Natural language region descriptions:
════

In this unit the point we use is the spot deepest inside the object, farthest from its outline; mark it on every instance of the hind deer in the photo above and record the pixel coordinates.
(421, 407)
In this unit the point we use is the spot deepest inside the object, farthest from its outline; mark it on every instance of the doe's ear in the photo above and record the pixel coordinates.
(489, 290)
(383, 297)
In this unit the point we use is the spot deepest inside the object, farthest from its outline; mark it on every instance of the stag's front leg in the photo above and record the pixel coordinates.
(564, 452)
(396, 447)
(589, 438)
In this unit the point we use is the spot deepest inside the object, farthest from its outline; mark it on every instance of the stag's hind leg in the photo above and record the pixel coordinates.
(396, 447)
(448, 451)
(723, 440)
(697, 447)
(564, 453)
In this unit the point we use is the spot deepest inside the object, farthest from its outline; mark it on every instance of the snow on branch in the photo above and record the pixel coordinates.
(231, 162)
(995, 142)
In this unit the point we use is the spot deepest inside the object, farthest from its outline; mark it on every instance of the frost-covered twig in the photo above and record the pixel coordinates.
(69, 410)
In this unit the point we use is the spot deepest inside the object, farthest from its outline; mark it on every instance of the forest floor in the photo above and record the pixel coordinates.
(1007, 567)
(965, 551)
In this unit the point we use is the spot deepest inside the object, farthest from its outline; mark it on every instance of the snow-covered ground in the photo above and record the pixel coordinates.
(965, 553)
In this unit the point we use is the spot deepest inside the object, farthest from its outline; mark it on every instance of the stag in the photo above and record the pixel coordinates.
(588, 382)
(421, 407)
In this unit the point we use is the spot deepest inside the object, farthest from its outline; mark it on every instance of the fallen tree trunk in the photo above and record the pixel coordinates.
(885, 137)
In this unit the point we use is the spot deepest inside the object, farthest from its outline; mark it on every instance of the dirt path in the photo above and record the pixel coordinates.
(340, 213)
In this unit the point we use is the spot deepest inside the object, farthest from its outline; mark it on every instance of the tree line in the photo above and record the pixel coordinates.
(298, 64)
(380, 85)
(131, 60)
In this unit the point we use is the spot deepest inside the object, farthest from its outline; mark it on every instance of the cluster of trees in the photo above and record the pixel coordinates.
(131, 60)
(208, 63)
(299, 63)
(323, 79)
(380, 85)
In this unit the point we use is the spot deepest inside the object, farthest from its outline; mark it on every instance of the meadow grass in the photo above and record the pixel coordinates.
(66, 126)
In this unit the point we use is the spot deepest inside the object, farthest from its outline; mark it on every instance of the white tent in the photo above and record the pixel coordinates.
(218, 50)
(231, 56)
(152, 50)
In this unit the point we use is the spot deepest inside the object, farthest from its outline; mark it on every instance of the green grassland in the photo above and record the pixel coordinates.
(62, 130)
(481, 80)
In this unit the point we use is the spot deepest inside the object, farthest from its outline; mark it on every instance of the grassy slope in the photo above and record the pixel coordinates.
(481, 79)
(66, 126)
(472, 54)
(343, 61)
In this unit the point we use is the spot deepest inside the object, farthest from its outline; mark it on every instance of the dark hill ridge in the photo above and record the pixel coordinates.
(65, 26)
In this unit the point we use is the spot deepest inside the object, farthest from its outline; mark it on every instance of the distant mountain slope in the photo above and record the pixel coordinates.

════

### Instructions for the task
Repeat each entry exactly.

### Task response
In this unit the point we use is the spot deepest inside the object, farthest from its outline; mark it on every instance of the hind deer in the photo above and record the pixel coordinates.
(421, 407)
In this unit the point we use is the spot deepest inside the object, farthest from its outline; mark it on every instance of the doe's ear in the photo above and record the pixel coordinates.
(489, 290)
(383, 297)
In this unit the point we use is the spot deepest inside the object, farthest from its outline; mark it on every instance of the stag's front leg in the photo above and record the pixel coordinates.
(564, 452)
(396, 447)
(589, 438)
In this unit the point we use is the spot deepest inside the object, farthest from its outline; mark it on every instance of the stag's hind leg in the photo above and record the pixel coordinates.
(396, 447)
(448, 451)
(723, 440)
(697, 447)
(564, 453)
In this unit the point we use is the spot deepest inside the object, farthest from its outline; mark it on every instance of the snow on branch in the photo above and record the pixel coordinates.
(231, 162)
(995, 142)
In this unit the point we use is the spot deepest inside the object, farthest from its outline; mark it on every instance of the frost-covered twig in the photo above and record the pixel coordinates.
(69, 410)
In this unit the point we use is the spot deepest inside the object, farthest from its outline; mark it on every instance of the forest floor in the photo above and record the pixel coordinates.
(1007, 567)
(965, 551)
In this unit the point we use is the spot deepest inside the object, farthest from its outline; mark it on every instance of the snow-covered ground in the photo above and record the pixel coordinates.
(965, 553)
In this unit the point we use is the spot deepest inside the object, farthest from its outline; mark it on every instance of the stag in the photo above and record the pixel coordinates.
(588, 382)
(421, 407)
In this unit the point we use is the spot deepest inside the object, farthest from its outline; mark it on every instance of the fallen tree trunk in the photo above and record the pixel coordinates.
(885, 137)
In this unit the point we use is the spot deepest inside the object, farthest from its outline; mark it on every instance of the dirt path in the photo above and record the pixel coordinates.
(340, 213)
In this unit the point we use is the spot deepest inside the object, farthest from its outline; mark it on every instance of the tree line in the photo above and record the pixel coordinates.
(298, 64)
(380, 85)
(131, 60)
In this unit the point we use is the spot deepest inside the object, farthest from its outline; mark it on every instance of the cluster of trees in the photo above and record the pixel coordinates.
(131, 60)
(208, 63)
(299, 63)
(323, 79)
(380, 85)
In this unit the point we use is the spot deepest inside the object, farthest from its outline; mark it on every instance of the meadow grass in the photo above and record the pixel coordinates.
(66, 126)
In this unit the point we use is the spot deepest inside the object, farthest from its outline; mark it on every instance of the white tent in the photo above and record the pixel coordinates.
(218, 50)
(231, 56)
(152, 50)
In this unit the point we use is the spot deepest inside the object, farthest from its outline; mark it on every instance of the green grassland in the photo above and record the pixel coordinates.
(62, 130)
(481, 80)
In this unit the point we use is the spot deepest inside the object, farthest from its outline; mark it on every instance of the grassy slope in the photo above and record the pixel coordinates.
(481, 79)
(66, 126)
(472, 54)
(343, 61)
In this unit the point we use is the spot deepest inside the object, farthest from its outline; mark it on every instance of the dark hill ridge in the photo above and record the pixel coordinates.
(65, 26)
In this unit the point we use is the spot deepest inside the object, farthest from its outline; mark it on every instance of the distant mountain slope in the photo above and record the pixel coordinates.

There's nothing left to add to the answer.